> RECORDED DATA

····················

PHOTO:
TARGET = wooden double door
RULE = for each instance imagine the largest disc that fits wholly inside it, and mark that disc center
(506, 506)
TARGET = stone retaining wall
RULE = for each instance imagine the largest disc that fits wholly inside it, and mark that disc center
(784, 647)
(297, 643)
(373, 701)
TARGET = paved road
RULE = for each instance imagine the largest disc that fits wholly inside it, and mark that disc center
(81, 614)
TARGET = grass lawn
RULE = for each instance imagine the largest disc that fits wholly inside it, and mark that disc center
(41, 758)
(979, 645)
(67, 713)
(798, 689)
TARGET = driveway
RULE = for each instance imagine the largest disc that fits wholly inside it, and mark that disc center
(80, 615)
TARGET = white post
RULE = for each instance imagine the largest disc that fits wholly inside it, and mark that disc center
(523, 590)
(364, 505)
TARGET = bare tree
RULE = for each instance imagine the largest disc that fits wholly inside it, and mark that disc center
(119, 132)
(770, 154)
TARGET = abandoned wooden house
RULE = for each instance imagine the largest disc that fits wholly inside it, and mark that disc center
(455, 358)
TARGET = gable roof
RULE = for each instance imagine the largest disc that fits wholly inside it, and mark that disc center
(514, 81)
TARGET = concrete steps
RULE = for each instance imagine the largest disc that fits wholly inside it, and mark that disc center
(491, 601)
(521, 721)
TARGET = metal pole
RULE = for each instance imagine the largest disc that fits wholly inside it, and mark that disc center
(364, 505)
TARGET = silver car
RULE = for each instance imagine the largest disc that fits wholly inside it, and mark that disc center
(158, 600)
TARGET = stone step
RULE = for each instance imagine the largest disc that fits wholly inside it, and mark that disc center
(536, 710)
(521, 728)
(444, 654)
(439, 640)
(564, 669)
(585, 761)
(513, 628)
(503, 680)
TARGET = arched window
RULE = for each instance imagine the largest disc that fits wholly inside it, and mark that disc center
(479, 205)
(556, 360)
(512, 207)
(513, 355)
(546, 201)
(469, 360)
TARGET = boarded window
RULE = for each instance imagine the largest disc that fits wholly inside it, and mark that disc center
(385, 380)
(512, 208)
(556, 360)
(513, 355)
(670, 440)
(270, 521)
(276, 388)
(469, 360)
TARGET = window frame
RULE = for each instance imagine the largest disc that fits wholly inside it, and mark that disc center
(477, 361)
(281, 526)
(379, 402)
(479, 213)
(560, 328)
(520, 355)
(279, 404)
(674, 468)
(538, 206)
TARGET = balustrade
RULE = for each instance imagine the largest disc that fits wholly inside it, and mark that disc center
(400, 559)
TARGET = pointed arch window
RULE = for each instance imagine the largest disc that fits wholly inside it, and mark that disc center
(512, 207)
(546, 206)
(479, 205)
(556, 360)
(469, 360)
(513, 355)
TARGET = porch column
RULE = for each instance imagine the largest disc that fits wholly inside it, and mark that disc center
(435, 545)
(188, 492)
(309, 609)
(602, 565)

····················

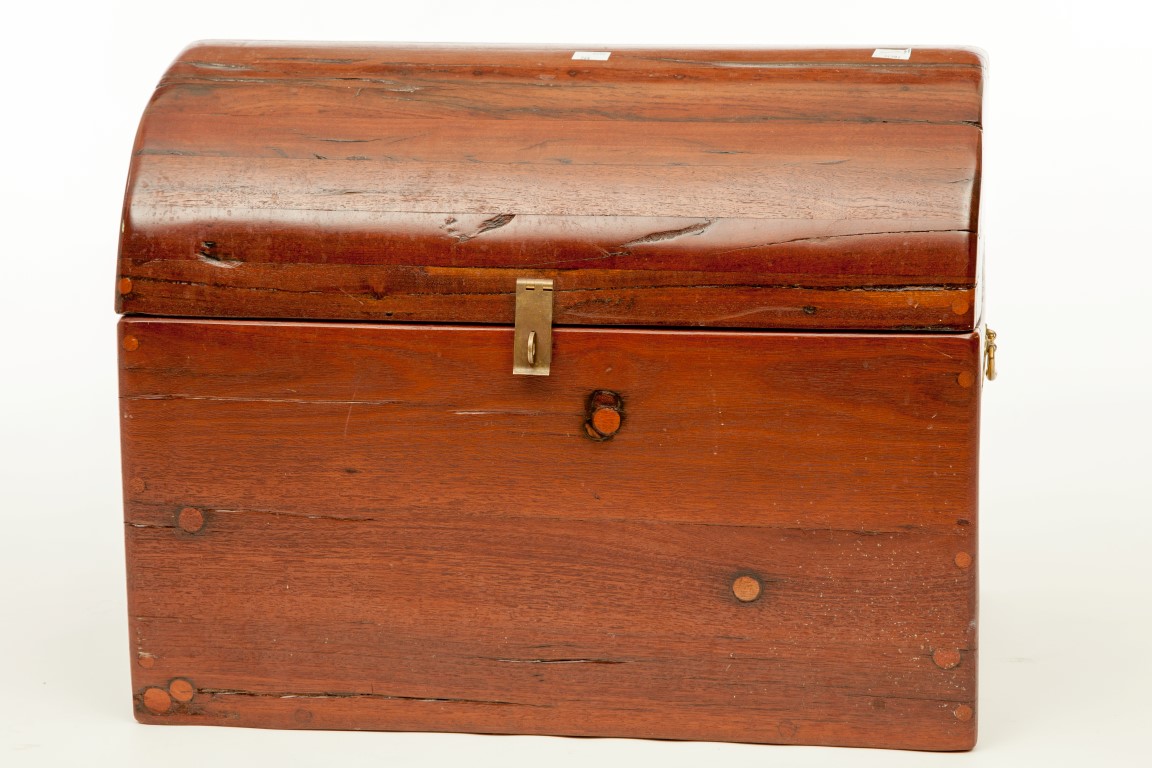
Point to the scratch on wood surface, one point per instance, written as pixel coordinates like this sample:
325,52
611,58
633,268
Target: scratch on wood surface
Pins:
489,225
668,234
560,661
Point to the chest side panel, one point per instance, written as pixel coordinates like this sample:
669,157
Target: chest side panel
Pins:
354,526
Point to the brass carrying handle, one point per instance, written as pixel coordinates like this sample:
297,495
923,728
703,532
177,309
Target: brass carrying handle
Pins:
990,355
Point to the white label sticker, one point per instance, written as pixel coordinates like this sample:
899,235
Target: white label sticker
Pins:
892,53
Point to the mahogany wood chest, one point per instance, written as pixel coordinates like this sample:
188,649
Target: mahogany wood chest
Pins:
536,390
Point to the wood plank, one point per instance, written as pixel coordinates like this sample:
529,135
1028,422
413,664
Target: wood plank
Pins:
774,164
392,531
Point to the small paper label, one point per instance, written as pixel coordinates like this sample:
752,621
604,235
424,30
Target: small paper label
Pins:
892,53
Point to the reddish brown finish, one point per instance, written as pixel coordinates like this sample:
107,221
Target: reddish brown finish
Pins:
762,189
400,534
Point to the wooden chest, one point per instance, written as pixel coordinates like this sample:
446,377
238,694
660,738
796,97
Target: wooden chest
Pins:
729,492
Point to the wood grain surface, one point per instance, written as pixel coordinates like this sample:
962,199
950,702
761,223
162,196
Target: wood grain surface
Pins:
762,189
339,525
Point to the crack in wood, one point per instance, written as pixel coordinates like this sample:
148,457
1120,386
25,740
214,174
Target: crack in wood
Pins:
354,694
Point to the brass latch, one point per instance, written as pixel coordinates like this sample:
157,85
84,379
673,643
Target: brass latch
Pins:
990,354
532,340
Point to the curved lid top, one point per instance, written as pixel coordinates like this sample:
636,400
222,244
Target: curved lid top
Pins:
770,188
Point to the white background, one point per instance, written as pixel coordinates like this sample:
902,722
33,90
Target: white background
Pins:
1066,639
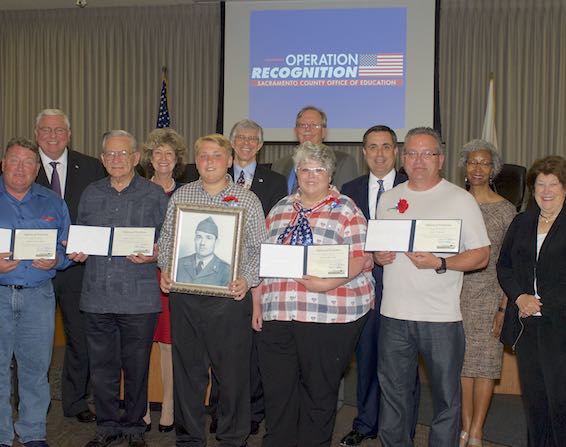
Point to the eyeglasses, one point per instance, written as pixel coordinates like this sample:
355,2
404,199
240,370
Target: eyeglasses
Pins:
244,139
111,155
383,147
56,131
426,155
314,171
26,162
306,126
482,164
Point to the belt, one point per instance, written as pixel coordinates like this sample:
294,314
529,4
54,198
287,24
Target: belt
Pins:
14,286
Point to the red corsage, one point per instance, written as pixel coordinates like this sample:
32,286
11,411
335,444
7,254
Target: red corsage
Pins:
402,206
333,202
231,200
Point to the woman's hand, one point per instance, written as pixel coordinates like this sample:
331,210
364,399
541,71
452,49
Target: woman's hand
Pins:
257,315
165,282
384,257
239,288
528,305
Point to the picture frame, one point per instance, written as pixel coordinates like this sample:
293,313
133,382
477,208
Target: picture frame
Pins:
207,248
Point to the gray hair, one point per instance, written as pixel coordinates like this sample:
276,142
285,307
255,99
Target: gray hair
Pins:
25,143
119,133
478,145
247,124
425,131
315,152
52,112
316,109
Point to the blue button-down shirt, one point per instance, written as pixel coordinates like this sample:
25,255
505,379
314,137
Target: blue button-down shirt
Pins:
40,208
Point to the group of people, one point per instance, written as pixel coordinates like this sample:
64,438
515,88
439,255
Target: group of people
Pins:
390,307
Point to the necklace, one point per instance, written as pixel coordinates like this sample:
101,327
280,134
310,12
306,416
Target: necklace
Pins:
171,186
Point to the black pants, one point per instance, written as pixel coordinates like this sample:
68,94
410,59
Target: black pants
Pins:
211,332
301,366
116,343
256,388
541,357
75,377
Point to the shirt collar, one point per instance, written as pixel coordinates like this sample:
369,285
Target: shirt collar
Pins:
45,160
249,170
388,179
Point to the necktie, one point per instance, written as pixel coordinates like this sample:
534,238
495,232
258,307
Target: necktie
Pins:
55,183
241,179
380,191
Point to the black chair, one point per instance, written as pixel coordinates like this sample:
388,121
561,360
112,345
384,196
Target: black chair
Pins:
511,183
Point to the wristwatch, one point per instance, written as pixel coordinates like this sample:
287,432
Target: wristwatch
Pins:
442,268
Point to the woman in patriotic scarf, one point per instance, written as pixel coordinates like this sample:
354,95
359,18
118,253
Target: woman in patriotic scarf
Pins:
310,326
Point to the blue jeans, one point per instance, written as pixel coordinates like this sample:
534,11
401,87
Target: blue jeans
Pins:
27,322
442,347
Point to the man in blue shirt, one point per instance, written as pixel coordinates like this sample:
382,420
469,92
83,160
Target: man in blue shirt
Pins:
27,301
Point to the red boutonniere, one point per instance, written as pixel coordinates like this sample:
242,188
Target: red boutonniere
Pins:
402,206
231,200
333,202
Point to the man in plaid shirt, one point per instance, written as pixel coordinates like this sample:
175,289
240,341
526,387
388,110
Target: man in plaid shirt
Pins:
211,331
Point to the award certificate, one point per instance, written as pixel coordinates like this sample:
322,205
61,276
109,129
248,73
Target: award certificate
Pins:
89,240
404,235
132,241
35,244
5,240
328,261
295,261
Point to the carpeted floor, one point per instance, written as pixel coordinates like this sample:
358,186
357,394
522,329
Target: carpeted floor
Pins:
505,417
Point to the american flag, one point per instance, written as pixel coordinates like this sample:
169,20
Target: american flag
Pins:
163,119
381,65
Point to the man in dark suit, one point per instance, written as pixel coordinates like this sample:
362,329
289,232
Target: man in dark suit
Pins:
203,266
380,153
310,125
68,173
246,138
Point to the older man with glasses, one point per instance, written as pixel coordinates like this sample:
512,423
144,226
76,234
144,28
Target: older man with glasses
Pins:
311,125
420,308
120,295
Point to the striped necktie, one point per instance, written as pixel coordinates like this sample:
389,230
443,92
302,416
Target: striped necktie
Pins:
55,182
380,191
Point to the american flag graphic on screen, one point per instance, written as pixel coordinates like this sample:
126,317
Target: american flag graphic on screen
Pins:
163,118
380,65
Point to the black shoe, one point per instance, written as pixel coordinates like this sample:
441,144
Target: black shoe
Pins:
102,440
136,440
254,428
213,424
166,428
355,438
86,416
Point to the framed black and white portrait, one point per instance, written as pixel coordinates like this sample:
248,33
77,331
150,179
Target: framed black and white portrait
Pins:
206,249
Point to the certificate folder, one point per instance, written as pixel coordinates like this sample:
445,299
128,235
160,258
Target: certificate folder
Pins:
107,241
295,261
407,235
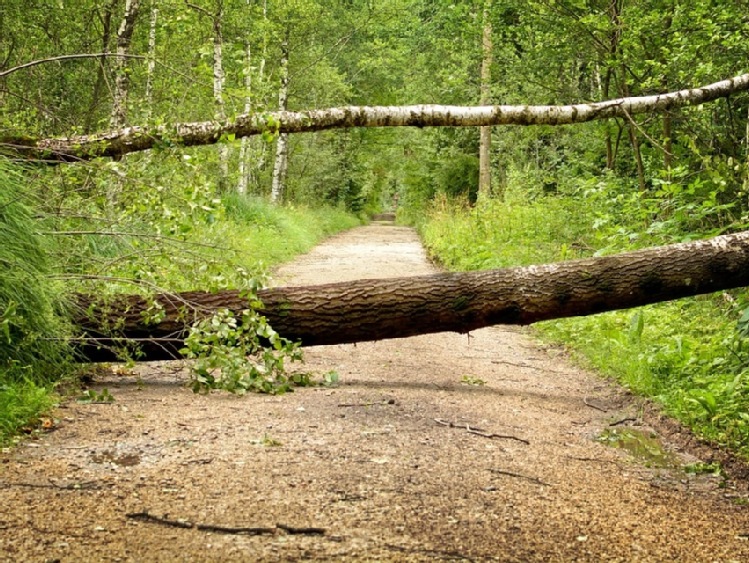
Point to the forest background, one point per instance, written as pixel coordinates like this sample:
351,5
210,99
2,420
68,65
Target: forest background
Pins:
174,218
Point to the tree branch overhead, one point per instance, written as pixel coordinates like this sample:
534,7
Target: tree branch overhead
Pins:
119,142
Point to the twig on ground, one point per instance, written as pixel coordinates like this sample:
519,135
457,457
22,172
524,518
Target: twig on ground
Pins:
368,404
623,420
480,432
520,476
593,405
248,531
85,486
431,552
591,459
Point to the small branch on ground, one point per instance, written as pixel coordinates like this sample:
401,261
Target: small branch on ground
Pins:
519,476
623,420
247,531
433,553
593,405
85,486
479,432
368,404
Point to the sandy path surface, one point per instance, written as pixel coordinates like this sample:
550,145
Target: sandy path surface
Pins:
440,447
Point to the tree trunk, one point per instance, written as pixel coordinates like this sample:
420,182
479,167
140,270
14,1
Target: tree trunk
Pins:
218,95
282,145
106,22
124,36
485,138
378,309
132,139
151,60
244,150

····················

> TASK DETAILS
Pull out every line of the records above that contains the word "with".

> RESULT OF THE TASK
Point to the older man with glasses, one point per instance, written as pixel coordinates like this sample:
Target: older man with glasses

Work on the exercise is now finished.